== TASK REQUIREMENTS ==
Can you express every one of the records below as a two-column CSV with the header text,answer and one row per record? Put the record's text and its answer each in a single double-quoted field, with line breaks turned into spaces.

== MATERIAL SUPPLIED ==
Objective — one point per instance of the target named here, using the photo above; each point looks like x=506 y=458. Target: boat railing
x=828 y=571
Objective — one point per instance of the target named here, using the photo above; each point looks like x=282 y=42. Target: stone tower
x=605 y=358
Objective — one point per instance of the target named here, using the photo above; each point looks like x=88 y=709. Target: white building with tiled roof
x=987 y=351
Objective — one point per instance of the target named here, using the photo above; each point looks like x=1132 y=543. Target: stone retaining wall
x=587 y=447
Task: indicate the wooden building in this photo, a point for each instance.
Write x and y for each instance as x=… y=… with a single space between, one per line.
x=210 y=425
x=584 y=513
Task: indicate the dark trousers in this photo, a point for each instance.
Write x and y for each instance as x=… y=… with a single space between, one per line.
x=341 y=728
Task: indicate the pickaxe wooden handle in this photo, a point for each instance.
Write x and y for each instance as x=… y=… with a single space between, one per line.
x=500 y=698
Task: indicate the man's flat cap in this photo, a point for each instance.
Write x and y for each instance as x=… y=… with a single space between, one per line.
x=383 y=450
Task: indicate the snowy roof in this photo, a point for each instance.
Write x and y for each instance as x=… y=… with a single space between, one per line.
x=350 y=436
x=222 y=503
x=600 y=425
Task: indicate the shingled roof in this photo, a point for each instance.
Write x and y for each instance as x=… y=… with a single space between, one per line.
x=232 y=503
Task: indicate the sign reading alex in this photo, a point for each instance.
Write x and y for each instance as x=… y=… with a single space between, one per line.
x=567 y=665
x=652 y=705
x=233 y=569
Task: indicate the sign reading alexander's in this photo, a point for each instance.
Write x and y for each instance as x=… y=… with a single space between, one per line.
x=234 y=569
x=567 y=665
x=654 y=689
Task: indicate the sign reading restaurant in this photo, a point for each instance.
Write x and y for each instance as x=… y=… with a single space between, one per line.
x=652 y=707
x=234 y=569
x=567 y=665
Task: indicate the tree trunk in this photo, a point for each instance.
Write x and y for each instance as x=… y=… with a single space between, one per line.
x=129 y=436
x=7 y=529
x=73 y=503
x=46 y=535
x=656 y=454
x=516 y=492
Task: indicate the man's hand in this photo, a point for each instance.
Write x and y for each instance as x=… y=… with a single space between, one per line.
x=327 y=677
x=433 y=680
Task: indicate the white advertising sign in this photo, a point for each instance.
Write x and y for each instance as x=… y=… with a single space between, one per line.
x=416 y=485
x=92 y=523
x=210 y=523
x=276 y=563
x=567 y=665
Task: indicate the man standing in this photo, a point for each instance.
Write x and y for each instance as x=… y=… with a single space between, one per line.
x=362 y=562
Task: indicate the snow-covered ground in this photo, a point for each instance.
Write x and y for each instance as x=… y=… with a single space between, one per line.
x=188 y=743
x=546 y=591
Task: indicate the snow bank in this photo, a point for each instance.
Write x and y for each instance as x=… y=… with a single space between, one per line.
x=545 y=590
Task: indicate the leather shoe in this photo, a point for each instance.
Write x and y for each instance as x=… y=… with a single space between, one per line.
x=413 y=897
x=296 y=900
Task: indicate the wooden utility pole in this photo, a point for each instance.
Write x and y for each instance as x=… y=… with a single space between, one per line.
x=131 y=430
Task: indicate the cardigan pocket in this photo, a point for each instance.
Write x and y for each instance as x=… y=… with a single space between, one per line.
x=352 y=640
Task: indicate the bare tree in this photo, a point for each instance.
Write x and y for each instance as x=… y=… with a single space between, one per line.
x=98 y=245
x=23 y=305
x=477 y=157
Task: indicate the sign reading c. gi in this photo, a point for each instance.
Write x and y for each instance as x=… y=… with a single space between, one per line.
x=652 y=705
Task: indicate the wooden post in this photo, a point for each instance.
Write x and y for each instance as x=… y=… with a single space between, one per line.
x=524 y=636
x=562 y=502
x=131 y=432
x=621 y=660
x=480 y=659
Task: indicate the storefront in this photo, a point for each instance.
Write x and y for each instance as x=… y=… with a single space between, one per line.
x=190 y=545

== PROBLEM SOLUTION ==
text,answer
"Objective — one point per instance of the target named here, using the photo above; each point looks like x=506 y=458. Target: boat railing","x=828 y=571"
"Objective — one point per instance of the target named here, using the photo above; each point looks like x=282 y=42. Target: stone tower","x=605 y=358"
"Objective — one point per instance of the target named here, using the photo above; each point looks like x=88 y=709. Target: white building with tiled roof","x=987 y=351"
"Objective — one point per instance of the target named here, using the photo above; each point looks like x=1132 y=543. Target: stone retaining wall","x=587 y=447"
"Task: indicate the wooden building in this photo, a point for each instance. Write x and y for each instance as x=… y=… with a single space between, one per line.","x=210 y=425 x=584 y=513"
"Task: indicate the dark trousers in this photo, a point for each instance. Write x and y for each instance as x=… y=… with a single space between, one per line.","x=341 y=728"
"Task: indicate the pickaxe wooden handle in this photo, a point for each instance. Write x and y for each instance as x=… y=… with a single space between, one per line.","x=500 y=698"
"Task: indicate the man's flat cap in this photo, a point for each instance. Write x and y for each instance as x=… y=… with a single space between, one per line.","x=383 y=450"
"Task: indicate the snowy roof in this photo, a point for each instance. Write x and y for each instance as x=… y=… with a single space between, one per line.","x=350 y=436 x=222 y=503 x=600 y=425"
"Task: indicate the shingled roof in this photo, a point for each instance. Write x and y for each instance as x=… y=… with a single space between, one per line.","x=232 y=503"
"Task: indicate the sign reading alex in this photo, a point for each instance. Write x and y for each instance as x=… y=… with a single space between, one per line.","x=567 y=665 x=652 y=705 x=233 y=569"
"Task: indicate the sign reading alexander's in this photo, a point for each instance. Write x and y for each instance as x=… y=… with a single space between, one per line.","x=234 y=569 x=567 y=665 x=654 y=689"
"Task: indicate the sign reading restaurant in this photo, a point for each instance. Write x and y for each instance as x=… y=… with a single space between, one per line.","x=652 y=707 x=234 y=569 x=567 y=665"
"Task: indicate the tree trunk in this photo, a point for each instance. Write x and y for each instance as x=… y=… with a single space between, one per line.","x=129 y=436 x=7 y=529 x=73 y=503 x=46 y=535 x=656 y=454 x=516 y=492"
"Task: indicate the man's hand in this photo, a point for each instance. Write x and y for each instance as x=… y=… with a single space between, one per line.","x=327 y=677 x=433 y=680"
"Task: indicate the white advertising sign in this photo, a point for each instance. Write x and y for each instance as x=… y=… with a single space between, one per line.","x=416 y=485 x=92 y=523 x=210 y=523 x=276 y=563 x=567 y=665"
"Task: indicate the man standing in this photo, a point for each instance. Write x and y for each instance as x=… y=… with a single space between, one per line.","x=362 y=562"
"Task: indicate the snow-covered ground in this photo, a point for each instance. Write x and y for each instance as x=… y=… with a single space between, one per line.","x=188 y=743 x=546 y=591"
"Task: indicate the snow bank in this photo, a point for each instance. Write x and y for each instance as x=… y=… with a single space between, one per line.","x=545 y=590"
"Task: indicate the leather shoe in this photo, a point for each instance. Write x and y for each instance as x=… y=… with a single space between, one per line.","x=413 y=897 x=296 y=900"
"Task: indicate the wooden utility pole in this photo, a point for each instance. Write x and y for each instance as x=… y=… with a single space between, one per line.","x=131 y=430"
"Task: indicate the cardigan pocket in this photo, a point for each instance. Write x and y for each instance as x=… y=… with a single space between, one per line.","x=352 y=640"
"Task: indicate the bare tree in this photo, a point for each instance. Write x and y for each instance as x=… y=… with a single space between, one per line.","x=98 y=245 x=23 y=305 x=477 y=157"
"Task: indicate the sign reading c. gi in this photo, a point for each instance. Write x and y for each instance as x=… y=… with a single space between, one per line.","x=652 y=705"
"Task: indicate the wooden post in this photo, a point for each instance. Write x and y for each instance as x=… y=… with a single space between, one per line.","x=524 y=636 x=562 y=502 x=131 y=432 x=621 y=660 x=480 y=659"
"Task: indicate the storefront in this photo, a point for each instance. Write x and y for each instance as x=… y=… with a single space between, one per line.","x=190 y=545"